Это слова малоизвестного поэта, достойные быть известными.
Мугам - зеркало азербайджанского духа; клад, дарованный нам судьбой, наше счастье!
Мугам - целый океан, не достичь ни его бездонной глубины, ни его необъятных берегов!
Поэт Габиль шутливо заметил, что плов напоминает черный костюм - и в радостный день его можно надеть и в печальный.
Так и мугам: он украшение наших радостных дней, и утешение - печальных. К радости он примешивает мудрость, к слезам - терпение. Мугам не любит половинчатости! Мугам совершенно не приедается, как никакая другая музыка. Иные песни вспыхнут короткой молнией, на миг озарят душу, разразятся вешним ливнем - и пройдут... В мугаме - и расцвет весны, и жар лета, и зрелость осени, и неприкаянная грусть зимы. В мугаме - все перипетии и метаморфозы жизни - детство, зрелость, старость...
Мугам увековечивает миг и обнажает преходящесть жизни, кажущейся вечной; он - средоточие времени, преображений и настроений.
Если песня - шелест листка, то мугам - песня чинары.
Отступление: Слово за словом - рождается речь. Когда я писал эти строки, зазвонил телефон. Я думал о музыке, о силе ее воздействия, а неизвестный голос в телефонной трубке с упоением пел старинную, сегодня забытую песню, будто поздравляя себя с днем 8 марта. Вот песня, явившаяся ко мне из "Ниоткуда".
Кольцо златое с самоцветом...
Я - влюбленная в тебя.
Выйди, выйди, друг мой верный,
Наши обойди края...
Кольцо златое на руке,
Потянула - да не снять.
Зареклась - не полюблю,
Опасаюсь потерять...
В руке - милого рука.
Ошалела я, видать.
Только что заря угасла.
Занимается опять.
Из села мой пришагал,
Улыбнулся, засиял.
Распахнул свои объятья,
Приголубил, обласкал!
Кончилась песня, умолк голос...

=======

== Задание 1 ==
Отредактируйте записи, начиная со строки, где есть «mark: blue cushion», и заканчивая концом записей: замените «Returns» на «Result», остальное не меняйте. Изображения в ответ не включайте.

== Материал для упражнения ==
=======

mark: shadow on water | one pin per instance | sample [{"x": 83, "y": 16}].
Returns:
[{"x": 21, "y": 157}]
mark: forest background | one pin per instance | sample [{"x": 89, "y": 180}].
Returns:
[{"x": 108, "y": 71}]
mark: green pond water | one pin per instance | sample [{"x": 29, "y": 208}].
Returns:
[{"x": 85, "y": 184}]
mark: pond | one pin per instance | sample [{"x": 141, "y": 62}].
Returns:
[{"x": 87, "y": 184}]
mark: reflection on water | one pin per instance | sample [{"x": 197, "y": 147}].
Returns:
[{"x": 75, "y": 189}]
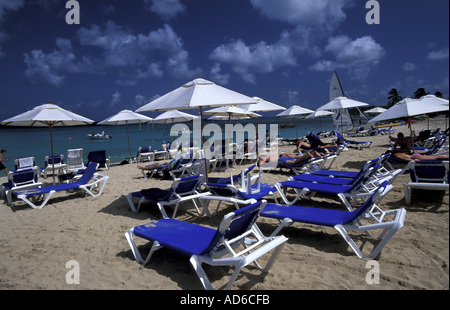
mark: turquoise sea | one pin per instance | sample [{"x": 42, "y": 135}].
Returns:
[{"x": 22, "y": 142}]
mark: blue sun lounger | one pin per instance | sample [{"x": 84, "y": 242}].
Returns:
[
  {"x": 215, "y": 247},
  {"x": 233, "y": 179},
  {"x": 237, "y": 196},
  {"x": 358, "y": 144},
  {"x": 338, "y": 177},
  {"x": 427, "y": 175},
  {"x": 182, "y": 189},
  {"x": 360, "y": 188},
  {"x": 84, "y": 183},
  {"x": 389, "y": 222}
]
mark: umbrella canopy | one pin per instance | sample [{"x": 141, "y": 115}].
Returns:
[
  {"x": 342, "y": 103},
  {"x": 376, "y": 110},
  {"x": 48, "y": 115},
  {"x": 319, "y": 114},
  {"x": 412, "y": 107},
  {"x": 199, "y": 93},
  {"x": 230, "y": 111},
  {"x": 173, "y": 116},
  {"x": 261, "y": 106},
  {"x": 294, "y": 112},
  {"x": 225, "y": 118},
  {"x": 126, "y": 117}
]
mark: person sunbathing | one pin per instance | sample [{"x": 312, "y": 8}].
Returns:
[
  {"x": 307, "y": 145},
  {"x": 164, "y": 166},
  {"x": 289, "y": 159},
  {"x": 419, "y": 157}
]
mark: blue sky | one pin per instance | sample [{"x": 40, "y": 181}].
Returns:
[{"x": 123, "y": 54}]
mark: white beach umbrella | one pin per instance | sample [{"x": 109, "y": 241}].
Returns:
[
  {"x": 197, "y": 94},
  {"x": 225, "y": 118},
  {"x": 230, "y": 111},
  {"x": 341, "y": 103},
  {"x": 173, "y": 116},
  {"x": 319, "y": 114},
  {"x": 376, "y": 110},
  {"x": 262, "y": 106},
  {"x": 126, "y": 117},
  {"x": 295, "y": 112},
  {"x": 433, "y": 100},
  {"x": 48, "y": 115},
  {"x": 409, "y": 107}
]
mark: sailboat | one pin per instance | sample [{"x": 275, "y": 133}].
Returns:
[{"x": 336, "y": 91}]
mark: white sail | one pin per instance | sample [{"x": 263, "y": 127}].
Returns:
[{"x": 337, "y": 91}]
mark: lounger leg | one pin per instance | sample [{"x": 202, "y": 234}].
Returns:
[
  {"x": 137, "y": 255},
  {"x": 197, "y": 265},
  {"x": 286, "y": 222},
  {"x": 130, "y": 202},
  {"x": 407, "y": 190},
  {"x": 24, "y": 198}
]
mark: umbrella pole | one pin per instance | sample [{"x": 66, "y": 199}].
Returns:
[
  {"x": 129, "y": 148},
  {"x": 203, "y": 145},
  {"x": 51, "y": 145},
  {"x": 256, "y": 129}
]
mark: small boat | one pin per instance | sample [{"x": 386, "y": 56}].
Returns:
[{"x": 99, "y": 136}]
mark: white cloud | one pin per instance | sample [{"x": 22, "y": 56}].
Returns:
[
  {"x": 326, "y": 14},
  {"x": 166, "y": 9},
  {"x": 7, "y": 6},
  {"x": 260, "y": 58},
  {"x": 313, "y": 21},
  {"x": 116, "y": 99},
  {"x": 356, "y": 56},
  {"x": 49, "y": 68},
  {"x": 216, "y": 74},
  {"x": 409, "y": 67},
  {"x": 116, "y": 49},
  {"x": 438, "y": 55}
]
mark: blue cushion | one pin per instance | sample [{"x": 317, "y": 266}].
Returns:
[
  {"x": 324, "y": 217},
  {"x": 319, "y": 187},
  {"x": 185, "y": 238},
  {"x": 335, "y": 173},
  {"x": 321, "y": 179}
]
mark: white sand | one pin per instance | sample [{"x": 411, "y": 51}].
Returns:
[{"x": 37, "y": 244}]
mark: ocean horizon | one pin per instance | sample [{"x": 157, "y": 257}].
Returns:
[{"x": 20, "y": 142}]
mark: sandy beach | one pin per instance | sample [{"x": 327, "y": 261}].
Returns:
[{"x": 36, "y": 245}]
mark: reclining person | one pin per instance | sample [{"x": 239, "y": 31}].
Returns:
[
  {"x": 289, "y": 159},
  {"x": 420, "y": 157},
  {"x": 306, "y": 145}
]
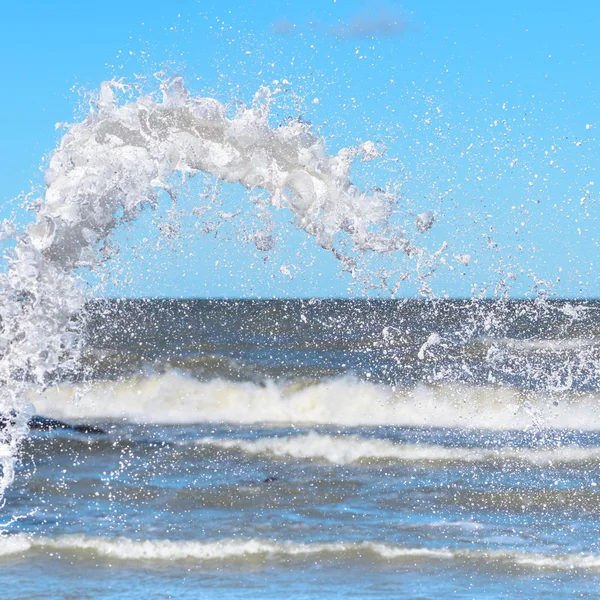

=======

== Задание 2 ==
Пожалуйста, определите, согласуются ли с отрывком о мугаме утверждения (a), (b) и (c). Для каждого ответьте «да» или «нет» и приведите точную цитату из отрывка, которая это решает.
(a) Поэт Габиль сравнил плов с черным костюмом.
(b) Телефон зазвонил, когда рассказчик слушал мугам.
(c) Мугам в отрывке сравнивается с песней чинары.

== Ответ 1 ==
mark: blue cushion | one pin per instance | sample [{"x": 317, "y": 266}].
Result:
[
  {"x": 324, "y": 217},
  {"x": 319, "y": 187},
  {"x": 185, "y": 238},
  {"x": 335, "y": 173},
  {"x": 321, "y": 179}
]
mark: white sand | one pin per instance | sample [{"x": 411, "y": 51}].
Result:
[{"x": 37, "y": 244}]
mark: ocean horizon | one pin per instance | sample [{"x": 157, "y": 257}].
Result:
[{"x": 20, "y": 142}]
mark: sandy beach | one pin per instance | sample [{"x": 327, "y": 261}].
Result:
[{"x": 36, "y": 245}]
mark: reclining person | one pin per instance | sample [{"x": 239, "y": 31}].
Result:
[
  {"x": 289, "y": 159},
  {"x": 420, "y": 157},
  {"x": 306, "y": 145}
]

== Ответ 2 ==
(a) Да: «Поэт Габиль шутливо заметил, что плов напоминает черный костюм».
(b) Нет: «Когда я писал эти строки, зазвонил телефон».
(c) Да: «Если песня - шелест листка, то мугам - песня чинары».